▶ _What you will do_:
Tell me, please, how many lines in the records below include the word "football". Give no more than the number.

▶ _Provided data_:
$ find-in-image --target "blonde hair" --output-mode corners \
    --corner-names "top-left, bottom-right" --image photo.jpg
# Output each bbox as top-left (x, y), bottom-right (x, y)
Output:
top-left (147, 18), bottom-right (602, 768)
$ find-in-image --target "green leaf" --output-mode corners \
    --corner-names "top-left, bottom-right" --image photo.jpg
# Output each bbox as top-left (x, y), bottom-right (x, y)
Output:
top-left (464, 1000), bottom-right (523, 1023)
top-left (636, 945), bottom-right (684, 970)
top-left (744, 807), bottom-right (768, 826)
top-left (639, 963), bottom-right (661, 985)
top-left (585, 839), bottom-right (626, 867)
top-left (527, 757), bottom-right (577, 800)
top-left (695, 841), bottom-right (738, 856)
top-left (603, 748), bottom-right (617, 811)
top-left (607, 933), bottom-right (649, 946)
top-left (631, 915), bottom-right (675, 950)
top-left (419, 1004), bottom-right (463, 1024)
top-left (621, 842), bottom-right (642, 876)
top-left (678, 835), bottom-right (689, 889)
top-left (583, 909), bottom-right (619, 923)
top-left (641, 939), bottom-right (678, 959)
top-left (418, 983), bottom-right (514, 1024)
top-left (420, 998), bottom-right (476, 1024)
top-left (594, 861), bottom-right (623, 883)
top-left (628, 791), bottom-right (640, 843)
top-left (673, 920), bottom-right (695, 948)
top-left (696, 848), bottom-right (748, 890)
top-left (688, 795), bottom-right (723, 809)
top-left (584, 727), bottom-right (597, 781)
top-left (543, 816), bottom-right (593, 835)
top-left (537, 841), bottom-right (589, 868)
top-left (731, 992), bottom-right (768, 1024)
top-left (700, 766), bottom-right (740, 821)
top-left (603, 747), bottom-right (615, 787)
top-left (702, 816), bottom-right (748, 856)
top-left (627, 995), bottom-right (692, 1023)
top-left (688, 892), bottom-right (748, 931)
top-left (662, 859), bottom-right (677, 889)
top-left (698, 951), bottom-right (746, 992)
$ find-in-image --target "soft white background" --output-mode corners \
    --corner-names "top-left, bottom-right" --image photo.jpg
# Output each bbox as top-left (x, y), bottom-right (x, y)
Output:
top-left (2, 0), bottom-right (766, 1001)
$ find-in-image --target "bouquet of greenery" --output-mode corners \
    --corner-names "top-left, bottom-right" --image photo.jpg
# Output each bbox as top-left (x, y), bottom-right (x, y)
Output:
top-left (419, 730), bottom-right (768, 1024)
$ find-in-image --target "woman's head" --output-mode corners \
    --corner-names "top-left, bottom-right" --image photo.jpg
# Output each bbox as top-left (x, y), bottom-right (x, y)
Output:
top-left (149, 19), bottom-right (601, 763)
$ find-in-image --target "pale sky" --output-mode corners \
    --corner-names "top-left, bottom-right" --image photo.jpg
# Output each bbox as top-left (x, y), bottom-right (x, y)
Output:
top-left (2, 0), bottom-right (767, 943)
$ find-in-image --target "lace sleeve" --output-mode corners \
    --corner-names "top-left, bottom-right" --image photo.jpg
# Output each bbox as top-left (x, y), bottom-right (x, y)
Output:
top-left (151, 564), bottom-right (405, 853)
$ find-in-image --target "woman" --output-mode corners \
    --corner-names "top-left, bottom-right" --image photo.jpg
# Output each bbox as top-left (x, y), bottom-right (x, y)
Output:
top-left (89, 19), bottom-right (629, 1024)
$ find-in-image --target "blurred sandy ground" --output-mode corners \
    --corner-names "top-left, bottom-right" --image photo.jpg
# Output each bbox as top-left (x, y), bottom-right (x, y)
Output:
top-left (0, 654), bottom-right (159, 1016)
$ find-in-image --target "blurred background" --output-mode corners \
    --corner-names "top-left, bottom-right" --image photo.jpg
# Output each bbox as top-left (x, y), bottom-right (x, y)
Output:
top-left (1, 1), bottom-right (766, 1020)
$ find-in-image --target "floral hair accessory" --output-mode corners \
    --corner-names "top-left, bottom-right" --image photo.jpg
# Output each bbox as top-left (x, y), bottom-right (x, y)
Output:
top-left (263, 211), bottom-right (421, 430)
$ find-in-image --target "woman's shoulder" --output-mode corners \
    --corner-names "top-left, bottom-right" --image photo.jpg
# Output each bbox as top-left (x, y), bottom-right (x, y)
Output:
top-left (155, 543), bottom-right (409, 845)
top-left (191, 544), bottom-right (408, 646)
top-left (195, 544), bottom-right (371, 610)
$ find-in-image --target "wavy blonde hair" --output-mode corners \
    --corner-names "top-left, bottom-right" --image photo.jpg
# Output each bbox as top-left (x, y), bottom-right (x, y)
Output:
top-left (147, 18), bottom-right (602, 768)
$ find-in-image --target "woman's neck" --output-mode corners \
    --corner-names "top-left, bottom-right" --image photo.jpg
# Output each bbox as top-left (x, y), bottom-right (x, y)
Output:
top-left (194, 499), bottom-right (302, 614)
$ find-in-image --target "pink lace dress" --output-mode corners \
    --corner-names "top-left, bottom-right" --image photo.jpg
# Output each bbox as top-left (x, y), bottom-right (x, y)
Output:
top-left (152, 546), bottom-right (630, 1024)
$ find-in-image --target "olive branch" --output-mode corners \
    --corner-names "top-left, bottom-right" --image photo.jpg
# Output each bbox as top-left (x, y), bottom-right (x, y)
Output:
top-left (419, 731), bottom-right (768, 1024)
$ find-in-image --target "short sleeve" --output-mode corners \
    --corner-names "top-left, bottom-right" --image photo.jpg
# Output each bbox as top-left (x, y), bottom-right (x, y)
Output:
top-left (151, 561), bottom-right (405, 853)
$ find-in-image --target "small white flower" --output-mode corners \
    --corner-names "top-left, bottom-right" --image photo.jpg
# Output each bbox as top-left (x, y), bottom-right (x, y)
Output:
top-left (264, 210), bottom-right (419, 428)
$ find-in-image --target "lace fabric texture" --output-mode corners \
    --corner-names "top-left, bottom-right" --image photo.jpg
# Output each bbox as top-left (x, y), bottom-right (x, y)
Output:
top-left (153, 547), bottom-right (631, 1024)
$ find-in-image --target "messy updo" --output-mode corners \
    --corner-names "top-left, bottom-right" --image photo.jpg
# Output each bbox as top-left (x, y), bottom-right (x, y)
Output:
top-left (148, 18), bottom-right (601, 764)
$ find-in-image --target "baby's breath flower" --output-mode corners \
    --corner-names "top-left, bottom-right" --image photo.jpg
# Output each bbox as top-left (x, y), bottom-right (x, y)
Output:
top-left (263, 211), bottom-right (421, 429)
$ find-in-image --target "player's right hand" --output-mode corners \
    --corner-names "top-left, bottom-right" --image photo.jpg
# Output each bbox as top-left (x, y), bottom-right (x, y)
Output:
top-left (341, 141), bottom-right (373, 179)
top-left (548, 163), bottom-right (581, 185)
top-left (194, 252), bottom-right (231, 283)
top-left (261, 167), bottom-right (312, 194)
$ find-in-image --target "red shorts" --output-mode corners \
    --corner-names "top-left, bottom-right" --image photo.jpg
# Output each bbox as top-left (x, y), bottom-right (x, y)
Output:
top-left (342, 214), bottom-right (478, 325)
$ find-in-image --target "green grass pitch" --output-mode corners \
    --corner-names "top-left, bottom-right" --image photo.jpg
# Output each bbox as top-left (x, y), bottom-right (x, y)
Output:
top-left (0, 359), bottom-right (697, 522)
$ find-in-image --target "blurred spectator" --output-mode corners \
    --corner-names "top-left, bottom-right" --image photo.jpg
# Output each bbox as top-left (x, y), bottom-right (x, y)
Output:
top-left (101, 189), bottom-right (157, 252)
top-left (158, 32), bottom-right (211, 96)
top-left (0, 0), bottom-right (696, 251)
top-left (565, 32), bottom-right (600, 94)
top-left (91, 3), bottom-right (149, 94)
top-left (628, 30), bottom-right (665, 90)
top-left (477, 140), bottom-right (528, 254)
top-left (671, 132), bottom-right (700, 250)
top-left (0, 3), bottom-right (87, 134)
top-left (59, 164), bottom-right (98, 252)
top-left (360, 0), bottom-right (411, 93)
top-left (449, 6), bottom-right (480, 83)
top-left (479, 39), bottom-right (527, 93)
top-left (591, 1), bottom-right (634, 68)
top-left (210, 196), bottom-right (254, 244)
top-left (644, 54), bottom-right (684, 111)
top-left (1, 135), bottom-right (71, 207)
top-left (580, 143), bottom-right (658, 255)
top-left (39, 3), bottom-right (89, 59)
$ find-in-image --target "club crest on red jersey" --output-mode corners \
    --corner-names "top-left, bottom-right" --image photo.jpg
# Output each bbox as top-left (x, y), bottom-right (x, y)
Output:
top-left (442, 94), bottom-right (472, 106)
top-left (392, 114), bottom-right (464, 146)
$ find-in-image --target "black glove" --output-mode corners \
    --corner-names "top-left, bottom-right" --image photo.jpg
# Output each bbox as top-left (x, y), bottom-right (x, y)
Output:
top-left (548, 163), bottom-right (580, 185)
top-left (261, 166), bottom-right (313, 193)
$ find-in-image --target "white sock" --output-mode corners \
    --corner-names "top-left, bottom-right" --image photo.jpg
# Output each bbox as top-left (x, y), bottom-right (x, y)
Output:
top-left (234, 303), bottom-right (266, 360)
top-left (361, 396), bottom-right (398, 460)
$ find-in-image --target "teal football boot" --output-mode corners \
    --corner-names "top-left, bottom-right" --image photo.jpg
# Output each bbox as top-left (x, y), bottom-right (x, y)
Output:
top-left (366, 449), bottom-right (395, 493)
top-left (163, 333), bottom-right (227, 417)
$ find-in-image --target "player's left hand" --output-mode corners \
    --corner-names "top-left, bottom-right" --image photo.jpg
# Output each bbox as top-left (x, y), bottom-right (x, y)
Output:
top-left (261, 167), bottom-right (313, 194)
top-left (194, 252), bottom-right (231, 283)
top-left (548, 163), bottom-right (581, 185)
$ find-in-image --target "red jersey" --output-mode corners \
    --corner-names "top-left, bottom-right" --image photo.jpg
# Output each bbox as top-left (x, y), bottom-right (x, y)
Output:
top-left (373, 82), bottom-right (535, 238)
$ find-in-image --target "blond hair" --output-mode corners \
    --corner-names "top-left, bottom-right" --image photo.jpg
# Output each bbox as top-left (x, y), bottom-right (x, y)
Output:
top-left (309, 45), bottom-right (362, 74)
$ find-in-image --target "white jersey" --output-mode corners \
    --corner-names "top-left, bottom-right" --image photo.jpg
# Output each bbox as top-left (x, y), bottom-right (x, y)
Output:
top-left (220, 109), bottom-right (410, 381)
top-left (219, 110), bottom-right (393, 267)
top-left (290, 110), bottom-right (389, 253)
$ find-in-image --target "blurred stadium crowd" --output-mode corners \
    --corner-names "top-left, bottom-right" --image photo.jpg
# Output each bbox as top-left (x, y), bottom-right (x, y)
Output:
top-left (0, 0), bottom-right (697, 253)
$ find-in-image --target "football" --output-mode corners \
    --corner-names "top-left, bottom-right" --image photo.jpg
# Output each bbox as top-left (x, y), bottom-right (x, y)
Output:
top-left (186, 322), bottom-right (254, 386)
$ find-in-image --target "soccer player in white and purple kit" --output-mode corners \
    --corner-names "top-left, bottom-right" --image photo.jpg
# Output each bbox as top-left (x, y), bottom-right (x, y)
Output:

▶ _Exercise response_:
2